[Extract]
───

# Forum > Gaming > Roleplaying Games > D&D 5e/Next >  Are Short-Rest Classes Bad for One-Shots?

## NecessaryWeevil

I hope to play in a three-hour one-shot game at our local game store in two weeks.
In thinking about a character, I wonder: in your experience, do short rests tend to be feasible in one-shot games, or do they tend to be high-tempo, press-on-toward-the-goal-at-all-times kinds of games?
If the latter, should short-rest classes be avoided?

Thanks!

----------


## diplomancer

Yes, but as a part of the general case "short classes are bad if you don't know the DM's style".

Which means they can work out fine if you DO know the style of a DM that's running a particular one-shot, whether by having played with him before or by a previous conversation about it (though the conversation is less reliable than the experience..._everyone_ thinks they're balanced, specially if they haven't put much thought into it).

───

[Data supplied]
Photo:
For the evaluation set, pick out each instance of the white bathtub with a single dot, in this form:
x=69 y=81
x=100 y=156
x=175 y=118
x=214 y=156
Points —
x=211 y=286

───

[Set problem 1] Reproduce the forum thread about short-rest classes in one-shots word for word, from "I hope to play" to "thought into it).".
[Set problem 2] Decide whether each statement below agrees with the forum thread about short-rest classes in one-shots, and back each yes or no with the deciding words from the thread. (a) The one-shot game is planned to last three hours. (b) The game is scheduled at the local game store for next week. (c) diplomancer considers a conversation with the DM more reliable than having played with him before.
[Set problem 3] Carry the forum thread about short-rest classes in one-shots forward from the end of its last post.

[Result 1]
I hope to play in a three-hour one-shot game at our local game store in two weeks.
In thinking about a character, I wonder: in your experience, do short rests tend to be feasible in one-shot games, or do they tend to be high-tempo, press-on-toward-the-goal-at-all-times kinds of games?
If the latter, should short-rest classes be avoided?

Thanks!

----------


## diplomancer

Yes, but as a part of the general case "short classes are bad if you don't know the DM's style".

Which means they can work out fine if you DO know the style of a DM that's running a particular one-shot, whether by having played with him before or by a previous conversation about it (though the conversation is less reliable than the experience..._everyone_ thinks they're balanced, specially if they haven't put much thought into it).

[Result 2]
(a) Yes: "a three-hour one-shot game at our local game store"
(b) No: "at our local game store in two weeks"
(c) No: "the conversation is less reliable than the experience"

[Result 3]
----------


## Waazraath

> I hope to play in a three-hour one-shot game at our local game store in two weeks.
> In thinking about a character, I wonder: in your experience, do short rests tend to be feasible in one-shot games, or do they tend to be high-tempo, press-on-toward-the-goal-at-all-times kinds of games?
> If the latter, should short-rest classes be avoided?
> 
> Thanks!


In general I don't think there's much of a problem - balance is quite good in 5e, meaning it still sorta works even in suboptimal conditions. I'd only hesitate when the one-shot very specifically only has 5 minute adventuring days, _and_ you have a DM that doesn't take class balane in account when crafting encounters. Whether it's a one-shot or not does not really seem relevant tbh.

----------


## animorte

> Yes, but as a part of the general case "short classes are bad if you don't know the DM's style".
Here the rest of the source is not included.